→ BRIEF
Pull out every line of the data below that contains the word "dark".

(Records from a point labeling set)
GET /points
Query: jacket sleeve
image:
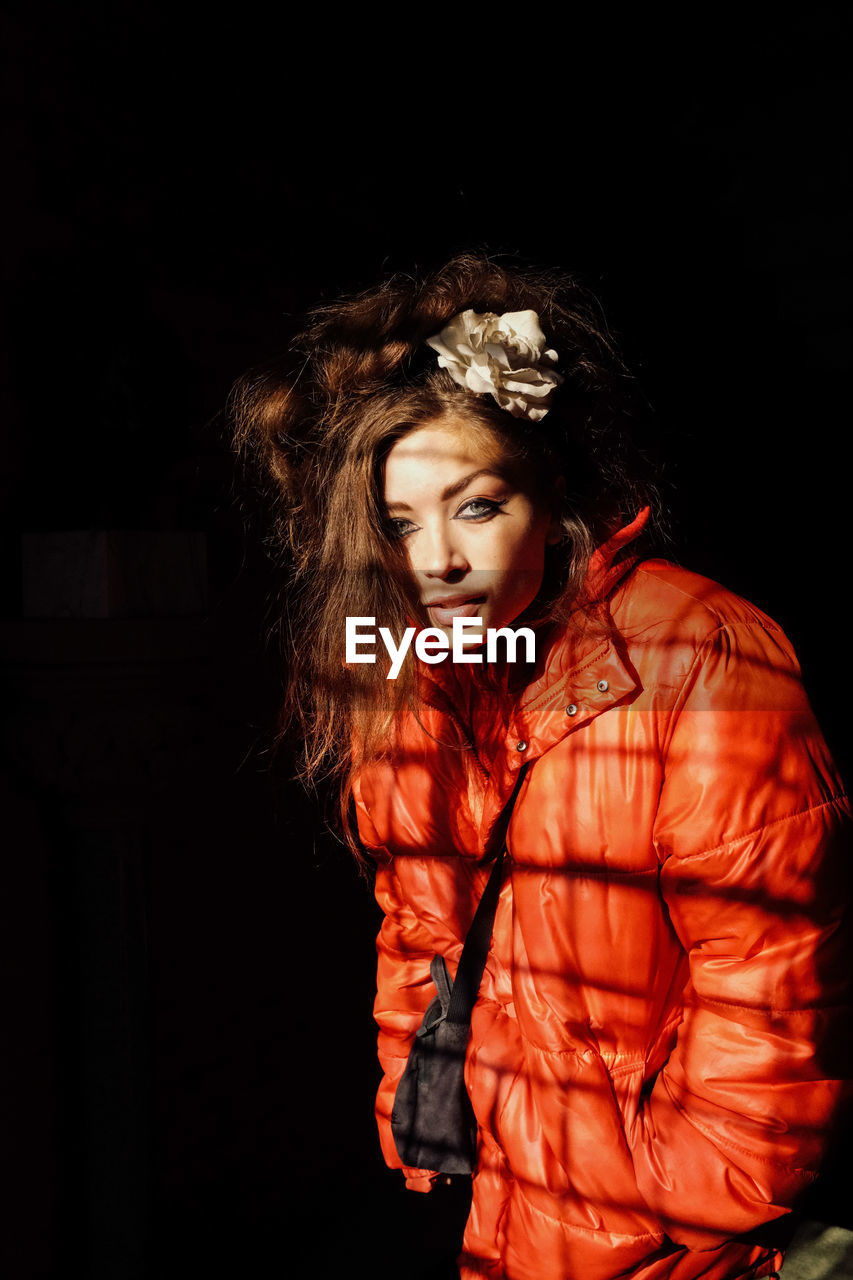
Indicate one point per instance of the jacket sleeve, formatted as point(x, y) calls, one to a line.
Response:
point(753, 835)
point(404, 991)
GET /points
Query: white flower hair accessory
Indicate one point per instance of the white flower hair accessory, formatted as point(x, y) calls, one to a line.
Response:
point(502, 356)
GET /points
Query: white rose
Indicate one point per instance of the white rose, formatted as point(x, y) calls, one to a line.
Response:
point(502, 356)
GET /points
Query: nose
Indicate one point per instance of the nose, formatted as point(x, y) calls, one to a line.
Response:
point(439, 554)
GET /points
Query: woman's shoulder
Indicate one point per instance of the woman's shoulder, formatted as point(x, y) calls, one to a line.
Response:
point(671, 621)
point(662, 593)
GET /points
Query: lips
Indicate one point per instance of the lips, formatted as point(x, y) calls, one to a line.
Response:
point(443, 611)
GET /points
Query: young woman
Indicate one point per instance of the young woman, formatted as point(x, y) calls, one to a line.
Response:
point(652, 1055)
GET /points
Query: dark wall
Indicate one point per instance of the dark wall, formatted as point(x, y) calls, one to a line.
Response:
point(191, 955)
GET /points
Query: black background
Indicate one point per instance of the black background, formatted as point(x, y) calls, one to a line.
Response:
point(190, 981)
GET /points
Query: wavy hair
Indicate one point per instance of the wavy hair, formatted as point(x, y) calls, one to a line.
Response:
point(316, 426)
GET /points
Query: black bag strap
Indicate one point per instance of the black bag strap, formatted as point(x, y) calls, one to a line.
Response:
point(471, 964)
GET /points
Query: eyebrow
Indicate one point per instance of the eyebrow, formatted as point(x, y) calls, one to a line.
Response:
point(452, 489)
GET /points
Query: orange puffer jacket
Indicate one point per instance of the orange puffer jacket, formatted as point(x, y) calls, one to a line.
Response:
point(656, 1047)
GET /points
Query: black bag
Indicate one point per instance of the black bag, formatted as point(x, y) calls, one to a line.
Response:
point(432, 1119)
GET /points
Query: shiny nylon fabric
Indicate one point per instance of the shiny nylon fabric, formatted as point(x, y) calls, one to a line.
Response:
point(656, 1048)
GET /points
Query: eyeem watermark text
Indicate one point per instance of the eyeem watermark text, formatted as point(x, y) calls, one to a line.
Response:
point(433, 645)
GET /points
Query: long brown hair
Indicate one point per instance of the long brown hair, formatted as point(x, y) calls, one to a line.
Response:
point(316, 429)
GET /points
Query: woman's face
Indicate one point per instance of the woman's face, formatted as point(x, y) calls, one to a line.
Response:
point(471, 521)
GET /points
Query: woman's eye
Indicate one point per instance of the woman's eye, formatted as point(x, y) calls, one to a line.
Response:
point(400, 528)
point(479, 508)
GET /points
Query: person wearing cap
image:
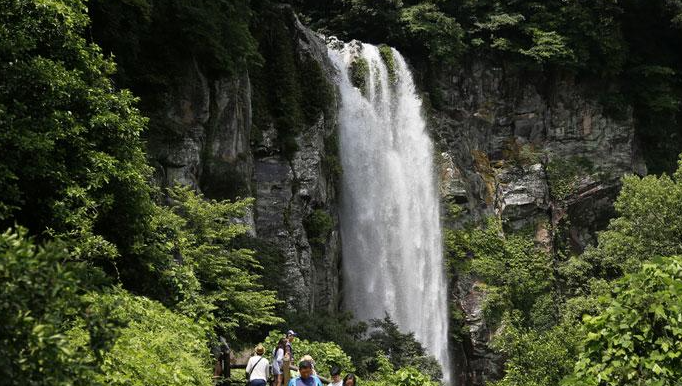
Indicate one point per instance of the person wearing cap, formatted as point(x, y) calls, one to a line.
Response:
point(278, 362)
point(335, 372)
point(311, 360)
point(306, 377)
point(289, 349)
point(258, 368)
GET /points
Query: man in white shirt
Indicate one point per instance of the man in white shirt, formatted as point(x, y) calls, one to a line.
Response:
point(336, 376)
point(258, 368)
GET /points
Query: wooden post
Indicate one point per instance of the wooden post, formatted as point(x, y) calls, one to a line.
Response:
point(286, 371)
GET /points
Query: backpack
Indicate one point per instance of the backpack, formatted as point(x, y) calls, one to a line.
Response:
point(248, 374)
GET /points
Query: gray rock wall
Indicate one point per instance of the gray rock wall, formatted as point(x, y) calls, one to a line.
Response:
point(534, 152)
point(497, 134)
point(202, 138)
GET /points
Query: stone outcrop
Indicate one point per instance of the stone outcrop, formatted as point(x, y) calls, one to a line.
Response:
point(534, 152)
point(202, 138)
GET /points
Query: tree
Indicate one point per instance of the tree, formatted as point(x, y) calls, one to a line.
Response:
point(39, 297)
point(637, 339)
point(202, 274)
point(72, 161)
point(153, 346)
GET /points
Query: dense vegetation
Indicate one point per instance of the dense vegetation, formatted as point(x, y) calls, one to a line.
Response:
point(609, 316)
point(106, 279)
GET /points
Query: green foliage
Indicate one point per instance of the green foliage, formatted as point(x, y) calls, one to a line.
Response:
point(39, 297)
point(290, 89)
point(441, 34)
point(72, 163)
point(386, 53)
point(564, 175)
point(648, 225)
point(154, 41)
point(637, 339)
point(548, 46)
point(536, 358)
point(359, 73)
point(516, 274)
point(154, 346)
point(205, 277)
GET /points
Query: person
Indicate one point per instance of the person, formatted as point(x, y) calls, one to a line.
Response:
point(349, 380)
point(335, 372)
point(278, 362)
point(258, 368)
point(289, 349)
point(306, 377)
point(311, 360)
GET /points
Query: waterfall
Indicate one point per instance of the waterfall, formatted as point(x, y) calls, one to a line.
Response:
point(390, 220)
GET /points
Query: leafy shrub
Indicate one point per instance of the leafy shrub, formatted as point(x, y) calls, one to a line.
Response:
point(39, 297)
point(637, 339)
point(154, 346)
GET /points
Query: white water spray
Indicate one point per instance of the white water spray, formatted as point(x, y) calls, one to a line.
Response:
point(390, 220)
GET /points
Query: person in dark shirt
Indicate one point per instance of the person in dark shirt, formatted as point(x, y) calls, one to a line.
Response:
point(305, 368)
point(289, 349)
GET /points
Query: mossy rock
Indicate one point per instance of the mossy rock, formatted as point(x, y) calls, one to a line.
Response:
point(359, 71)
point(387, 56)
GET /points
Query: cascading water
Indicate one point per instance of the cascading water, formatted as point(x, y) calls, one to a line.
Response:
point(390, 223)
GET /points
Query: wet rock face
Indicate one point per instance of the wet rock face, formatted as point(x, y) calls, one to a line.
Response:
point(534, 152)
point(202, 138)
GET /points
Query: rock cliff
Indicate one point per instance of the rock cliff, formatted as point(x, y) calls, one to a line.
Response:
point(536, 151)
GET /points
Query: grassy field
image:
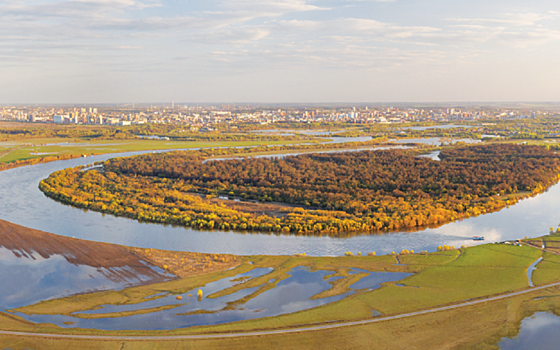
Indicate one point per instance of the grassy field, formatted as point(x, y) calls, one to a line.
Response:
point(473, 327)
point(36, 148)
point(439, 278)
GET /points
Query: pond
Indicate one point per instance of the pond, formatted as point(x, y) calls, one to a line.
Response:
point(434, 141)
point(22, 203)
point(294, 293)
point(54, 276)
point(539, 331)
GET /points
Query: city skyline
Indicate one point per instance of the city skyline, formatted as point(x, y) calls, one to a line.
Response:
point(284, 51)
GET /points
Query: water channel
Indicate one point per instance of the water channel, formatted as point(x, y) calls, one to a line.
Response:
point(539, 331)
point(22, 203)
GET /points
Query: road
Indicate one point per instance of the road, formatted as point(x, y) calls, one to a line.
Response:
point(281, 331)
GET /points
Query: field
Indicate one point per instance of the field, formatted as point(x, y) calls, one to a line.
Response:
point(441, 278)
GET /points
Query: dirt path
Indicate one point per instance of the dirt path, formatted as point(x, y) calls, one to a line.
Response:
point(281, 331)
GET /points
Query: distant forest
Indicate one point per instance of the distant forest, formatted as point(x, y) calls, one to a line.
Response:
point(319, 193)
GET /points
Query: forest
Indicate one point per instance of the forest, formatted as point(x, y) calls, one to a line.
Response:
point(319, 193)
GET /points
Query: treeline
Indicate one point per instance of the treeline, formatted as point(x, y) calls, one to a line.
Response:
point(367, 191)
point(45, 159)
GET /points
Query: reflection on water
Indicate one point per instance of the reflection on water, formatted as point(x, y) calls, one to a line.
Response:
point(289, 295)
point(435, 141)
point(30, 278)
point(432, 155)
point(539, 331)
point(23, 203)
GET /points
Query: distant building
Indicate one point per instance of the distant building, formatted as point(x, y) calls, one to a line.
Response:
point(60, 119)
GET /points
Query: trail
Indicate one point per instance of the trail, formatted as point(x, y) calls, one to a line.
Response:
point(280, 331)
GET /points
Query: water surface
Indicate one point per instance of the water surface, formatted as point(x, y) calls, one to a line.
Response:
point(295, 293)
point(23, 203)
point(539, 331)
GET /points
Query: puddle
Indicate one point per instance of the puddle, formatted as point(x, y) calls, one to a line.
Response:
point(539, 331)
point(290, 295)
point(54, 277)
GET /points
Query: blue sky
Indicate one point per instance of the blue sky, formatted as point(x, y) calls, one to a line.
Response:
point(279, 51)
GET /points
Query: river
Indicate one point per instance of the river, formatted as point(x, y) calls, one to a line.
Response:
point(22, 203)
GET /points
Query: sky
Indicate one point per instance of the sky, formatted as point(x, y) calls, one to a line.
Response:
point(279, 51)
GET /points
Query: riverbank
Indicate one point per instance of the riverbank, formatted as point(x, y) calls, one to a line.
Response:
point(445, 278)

→ FINAL RESULT
Query: dark wall
Indicate one point per instance of the dark wall, formatted as point(x, y) calls, one to a line.
Query: person in dark shirt
Indicate one point per instance of the person in dark shirt, formatted as point(x, y) calls, one to a line.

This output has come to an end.